● **Aim of the exercise**
Show each line of the data below that has the string "stroller" in it.

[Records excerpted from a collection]
= = = = =

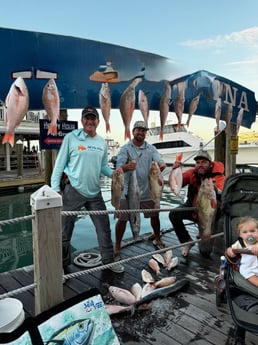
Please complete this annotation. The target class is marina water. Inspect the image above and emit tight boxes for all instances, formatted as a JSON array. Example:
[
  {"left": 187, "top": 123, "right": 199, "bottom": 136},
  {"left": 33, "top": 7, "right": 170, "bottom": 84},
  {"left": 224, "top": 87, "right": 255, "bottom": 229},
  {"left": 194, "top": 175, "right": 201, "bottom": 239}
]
[{"left": 0, "top": 174, "right": 181, "bottom": 273}]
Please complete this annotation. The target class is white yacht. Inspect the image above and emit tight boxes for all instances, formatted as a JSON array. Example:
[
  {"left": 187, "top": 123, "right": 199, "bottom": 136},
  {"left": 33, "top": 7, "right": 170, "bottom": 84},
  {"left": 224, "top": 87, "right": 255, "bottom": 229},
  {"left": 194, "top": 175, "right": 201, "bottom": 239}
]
[{"left": 147, "top": 122, "right": 258, "bottom": 165}]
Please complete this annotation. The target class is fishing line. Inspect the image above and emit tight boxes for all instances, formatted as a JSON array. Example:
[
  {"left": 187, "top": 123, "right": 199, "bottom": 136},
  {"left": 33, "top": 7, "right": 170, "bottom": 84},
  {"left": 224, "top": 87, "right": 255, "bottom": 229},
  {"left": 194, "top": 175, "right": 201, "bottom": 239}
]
[{"left": 182, "top": 126, "right": 226, "bottom": 164}]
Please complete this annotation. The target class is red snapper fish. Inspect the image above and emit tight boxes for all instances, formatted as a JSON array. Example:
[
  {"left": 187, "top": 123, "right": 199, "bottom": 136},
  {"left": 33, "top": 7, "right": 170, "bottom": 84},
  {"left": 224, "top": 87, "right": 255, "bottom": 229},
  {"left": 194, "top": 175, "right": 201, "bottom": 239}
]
[
  {"left": 168, "top": 153, "right": 183, "bottom": 196},
  {"left": 148, "top": 162, "right": 164, "bottom": 209},
  {"left": 186, "top": 94, "right": 200, "bottom": 128},
  {"left": 196, "top": 178, "right": 217, "bottom": 240},
  {"left": 109, "top": 285, "right": 136, "bottom": 305},
  {"left": 119, "top": 77, "right": 142, "bottom": 140},
  {"left": 99, "top": 82, "right": 111, "bottom": 133},
  {"left": 2, "top": 77, "right": 29, "bottom": 147},
  {"left": 42, "top": 78, "right": 60, "bottom": 136},
  {"left": 174, "top": 95, "right": 185, "bottom": 129},
  {"left": 159, "top": 81, "right": 171, "bottom": 140},
  {"left": 138, "top": 89, "right": 149, "bottom": 126}
]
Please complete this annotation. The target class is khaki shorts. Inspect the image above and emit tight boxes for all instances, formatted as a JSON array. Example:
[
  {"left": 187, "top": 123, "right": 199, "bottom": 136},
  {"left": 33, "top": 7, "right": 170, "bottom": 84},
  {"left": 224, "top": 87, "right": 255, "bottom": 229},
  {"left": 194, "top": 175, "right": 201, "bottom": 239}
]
[{"left": 116, "top": 199, "right": 159, "bottom": 221}]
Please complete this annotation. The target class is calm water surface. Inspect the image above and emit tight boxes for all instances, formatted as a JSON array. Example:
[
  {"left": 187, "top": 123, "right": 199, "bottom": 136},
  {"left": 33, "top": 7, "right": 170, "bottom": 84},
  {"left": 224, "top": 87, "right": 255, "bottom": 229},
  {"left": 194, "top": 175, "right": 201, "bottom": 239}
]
[{"left": 0, "top": 175, "right": 182, "bottom": 273}]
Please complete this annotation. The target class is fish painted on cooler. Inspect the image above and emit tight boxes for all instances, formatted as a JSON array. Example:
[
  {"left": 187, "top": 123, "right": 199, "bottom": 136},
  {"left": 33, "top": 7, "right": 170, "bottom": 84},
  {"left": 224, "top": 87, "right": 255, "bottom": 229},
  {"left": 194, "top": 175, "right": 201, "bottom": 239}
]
[
  {"left": 42, "top": 78, "right": 60, "bottom": 136},
  {"left": 138, "top": 89, "right": 149, "bottom": 126},
  {"left": 169, "top": 153, "right": 183, "bottom": 196},
  {"left": 99, "top": 82, "right": 111, "bottom": 133},
  {"left": 186, "top": 94, "right": 200, "bottom": 127},
  {"left": 111, "top": 170, "right": 124, "bottom": 210},
  {"left": 119, "top": 77, "right": 142, "bottom": 140},
  {"left": 148, "top": 161, "right": 164, "bottom": 209},
  {"left": 159, "top": 81, "right": 171, "bottom": 140},
  {"left": 2, "top": 77, "right": 29, "bottom": 147},
  {"left": 108, "top": 285, "right": 136, "bottom": 305},
  {"left": 196, "top": 178, "right": 217, "bottom": 240},
  {"left": 45, "top": 318, "right": 94, "bottom": 345}
]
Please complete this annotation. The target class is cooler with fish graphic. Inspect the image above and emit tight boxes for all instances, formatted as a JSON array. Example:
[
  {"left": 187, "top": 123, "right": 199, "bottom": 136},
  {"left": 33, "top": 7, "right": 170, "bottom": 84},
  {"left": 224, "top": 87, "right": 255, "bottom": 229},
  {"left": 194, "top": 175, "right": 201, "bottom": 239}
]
[{"left": 0, "top": 289, "right": 120, "bottom": 345}]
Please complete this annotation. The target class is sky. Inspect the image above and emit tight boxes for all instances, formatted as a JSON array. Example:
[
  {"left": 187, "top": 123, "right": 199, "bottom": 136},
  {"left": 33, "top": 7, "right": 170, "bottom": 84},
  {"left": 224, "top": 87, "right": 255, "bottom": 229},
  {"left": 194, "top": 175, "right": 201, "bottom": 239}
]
[{"left": 1, "top": 0, "right": 258, "bottom": 144}]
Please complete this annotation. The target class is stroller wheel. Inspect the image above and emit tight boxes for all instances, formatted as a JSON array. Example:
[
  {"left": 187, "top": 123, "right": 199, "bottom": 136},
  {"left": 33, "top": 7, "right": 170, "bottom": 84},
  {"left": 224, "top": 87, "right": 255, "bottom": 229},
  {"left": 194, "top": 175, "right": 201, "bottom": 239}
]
[
  {"left": 215, "top": 288, "right": 227, "bottom": 307},
  {"left": 234, "top": 326, "right": 245, "bottom": 345}
]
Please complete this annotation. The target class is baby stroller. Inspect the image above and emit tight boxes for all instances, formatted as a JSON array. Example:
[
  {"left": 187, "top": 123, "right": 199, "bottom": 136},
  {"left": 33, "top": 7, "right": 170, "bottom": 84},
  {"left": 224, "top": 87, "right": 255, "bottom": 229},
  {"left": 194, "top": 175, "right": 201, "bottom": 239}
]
[{"left": 216, "top": 173, "right": 258, "bottom": 345}]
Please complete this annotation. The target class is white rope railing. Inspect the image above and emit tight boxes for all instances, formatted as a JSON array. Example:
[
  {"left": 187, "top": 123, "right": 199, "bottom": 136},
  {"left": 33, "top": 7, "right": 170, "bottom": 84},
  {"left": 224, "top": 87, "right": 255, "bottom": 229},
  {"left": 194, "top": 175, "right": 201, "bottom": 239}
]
[{"left": 0, "top": 232, "right": 224, "bottom": 299}]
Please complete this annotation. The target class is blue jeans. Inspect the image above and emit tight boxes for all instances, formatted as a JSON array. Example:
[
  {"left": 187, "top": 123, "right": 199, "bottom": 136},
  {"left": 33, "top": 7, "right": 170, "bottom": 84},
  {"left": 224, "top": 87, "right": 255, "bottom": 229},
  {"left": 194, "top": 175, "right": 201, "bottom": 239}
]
[{"left": 62, "top": 184, "right": 114, "bottom": 266}]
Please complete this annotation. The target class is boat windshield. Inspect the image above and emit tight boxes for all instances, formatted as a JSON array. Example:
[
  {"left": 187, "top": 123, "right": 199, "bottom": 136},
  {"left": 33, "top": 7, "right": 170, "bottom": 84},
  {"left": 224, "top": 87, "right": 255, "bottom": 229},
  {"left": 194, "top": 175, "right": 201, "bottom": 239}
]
[{"left": 149, "top": 124, "right": 187, "bottom": 135}]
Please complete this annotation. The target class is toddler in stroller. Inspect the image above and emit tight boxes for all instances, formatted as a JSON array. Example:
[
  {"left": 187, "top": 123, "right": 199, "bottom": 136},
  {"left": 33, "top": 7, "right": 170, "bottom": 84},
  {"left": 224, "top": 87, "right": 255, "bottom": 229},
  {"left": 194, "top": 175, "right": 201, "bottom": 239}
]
[{"left": 216, "top": 173, "right": 258, "bottom": 345}]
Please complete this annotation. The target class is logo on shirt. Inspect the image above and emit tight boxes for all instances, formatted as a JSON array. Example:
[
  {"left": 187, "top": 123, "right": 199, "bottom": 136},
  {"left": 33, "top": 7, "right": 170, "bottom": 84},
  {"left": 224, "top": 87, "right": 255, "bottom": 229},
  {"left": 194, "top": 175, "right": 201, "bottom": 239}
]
[{"left": 78, "top": 145, "right": 86, "bottom": 151}]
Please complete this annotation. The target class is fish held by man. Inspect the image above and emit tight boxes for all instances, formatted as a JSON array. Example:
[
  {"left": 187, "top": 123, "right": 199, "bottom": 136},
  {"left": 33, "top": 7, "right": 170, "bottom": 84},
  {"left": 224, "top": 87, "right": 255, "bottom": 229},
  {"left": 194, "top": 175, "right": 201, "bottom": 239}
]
[
  {"left": 169, "top": 153, "right": 183, "bottom": 196},
  {"left": 119, "top": 77, "right": 142, "bottom": 140},
  {"left": 148, "top": 161, "right": 164, "bottom": 209},
  {"left": 99, "top": 82, "right": 111, "bottom": 133},
  {"left": 42, "top": 78, "right": 60, "bottom": 136},
  {"left": 196, "top": 178, "right": 217, "bottom": 240},
  {"left": 127, "top": 156, "right": 141, "bottom": 240},
  {"left": 2, "top": 77, "right": 29, "bottom": 147},
  {"left": 138, "top": 89, "right": 149, "bottom": 126},
  {"left": 111, "top": 169, "right": 124, "bottom": 210}
]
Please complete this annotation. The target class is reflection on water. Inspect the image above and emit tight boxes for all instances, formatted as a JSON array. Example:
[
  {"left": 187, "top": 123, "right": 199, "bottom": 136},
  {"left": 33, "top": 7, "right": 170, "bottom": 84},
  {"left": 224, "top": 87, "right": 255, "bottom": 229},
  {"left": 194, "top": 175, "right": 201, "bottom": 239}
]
[
  {"left": 0, "top": 176, "right": 182, "bottom": 273},
  {"left": 0, "top": 189, "right": 33, "bottom": 273}
]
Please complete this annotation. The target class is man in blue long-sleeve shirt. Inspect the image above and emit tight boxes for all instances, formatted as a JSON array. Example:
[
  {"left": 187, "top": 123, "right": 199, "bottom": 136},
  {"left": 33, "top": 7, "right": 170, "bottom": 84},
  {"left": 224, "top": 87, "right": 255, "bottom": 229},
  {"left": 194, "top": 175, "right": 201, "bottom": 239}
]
[{"left": 51, "top": 106, "right": 124, "bottom": 273}]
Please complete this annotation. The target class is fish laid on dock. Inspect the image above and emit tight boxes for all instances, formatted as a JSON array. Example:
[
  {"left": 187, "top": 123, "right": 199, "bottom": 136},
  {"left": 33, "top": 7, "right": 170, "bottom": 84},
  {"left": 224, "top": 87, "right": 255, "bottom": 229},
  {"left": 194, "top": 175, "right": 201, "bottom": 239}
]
[{"left": 134, "top": 278, "right": 189, "bottom": 309}]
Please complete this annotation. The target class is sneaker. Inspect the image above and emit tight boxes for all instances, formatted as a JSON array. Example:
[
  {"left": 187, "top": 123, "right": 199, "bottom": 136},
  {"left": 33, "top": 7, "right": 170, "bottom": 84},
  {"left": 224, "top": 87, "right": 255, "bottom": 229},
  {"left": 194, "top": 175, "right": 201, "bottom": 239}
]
[{"left": 109, "top": 262, "right": 124, "bottom": 273}]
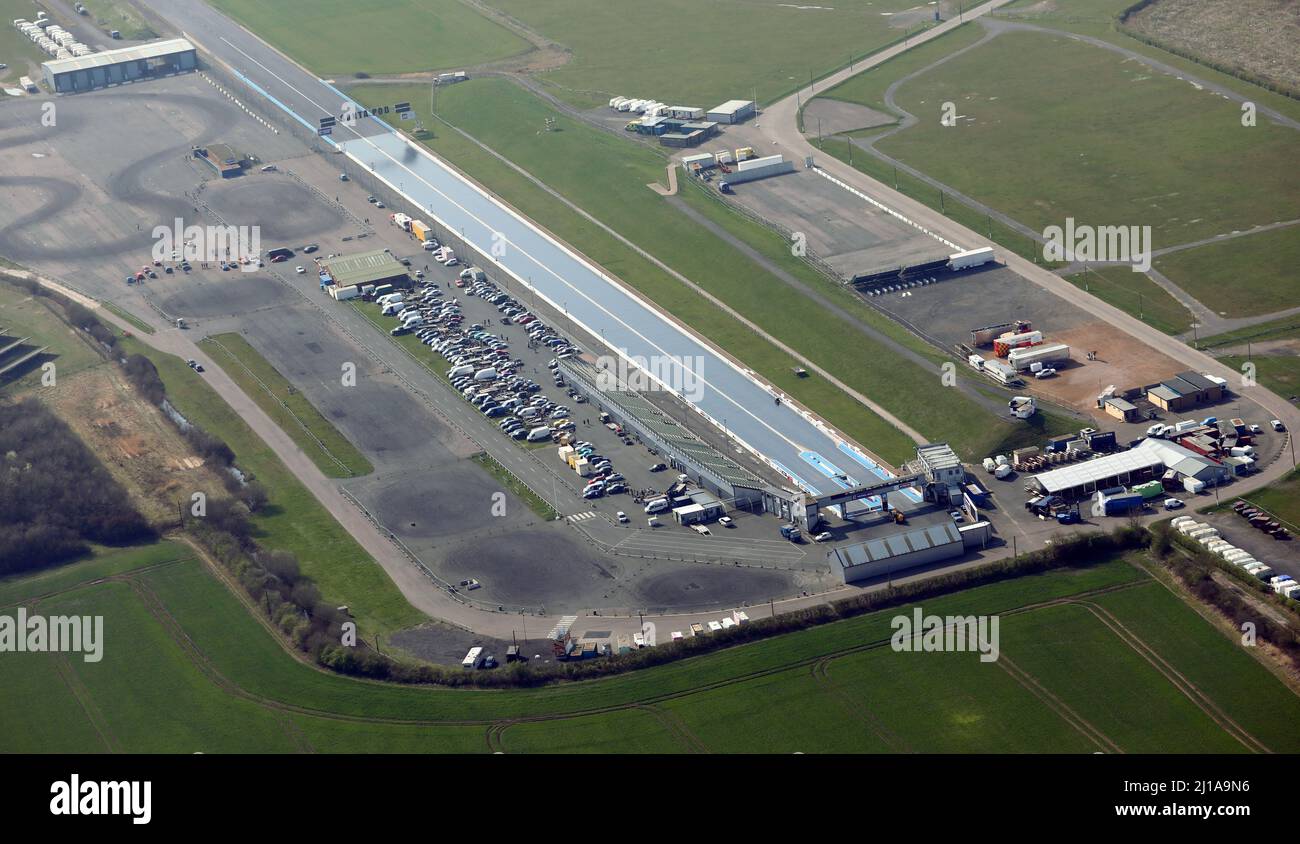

= = = = =

● **Exercise solution**
Please complete this annotation. The target class is stroller wheel. Inspect the image above and emit tight boxes for all instances, formatted as a JSON array. Example:
Please complete this annotation. The target class is baby stroller. Inspect the image above and emit tight boxes for all instances, formatted as a JSON array. Example:
Please complete this annotation. The target class is toddler in stroller. Inspect the image above and emit tight boxes for all instances, formatted as a JSON array. Example:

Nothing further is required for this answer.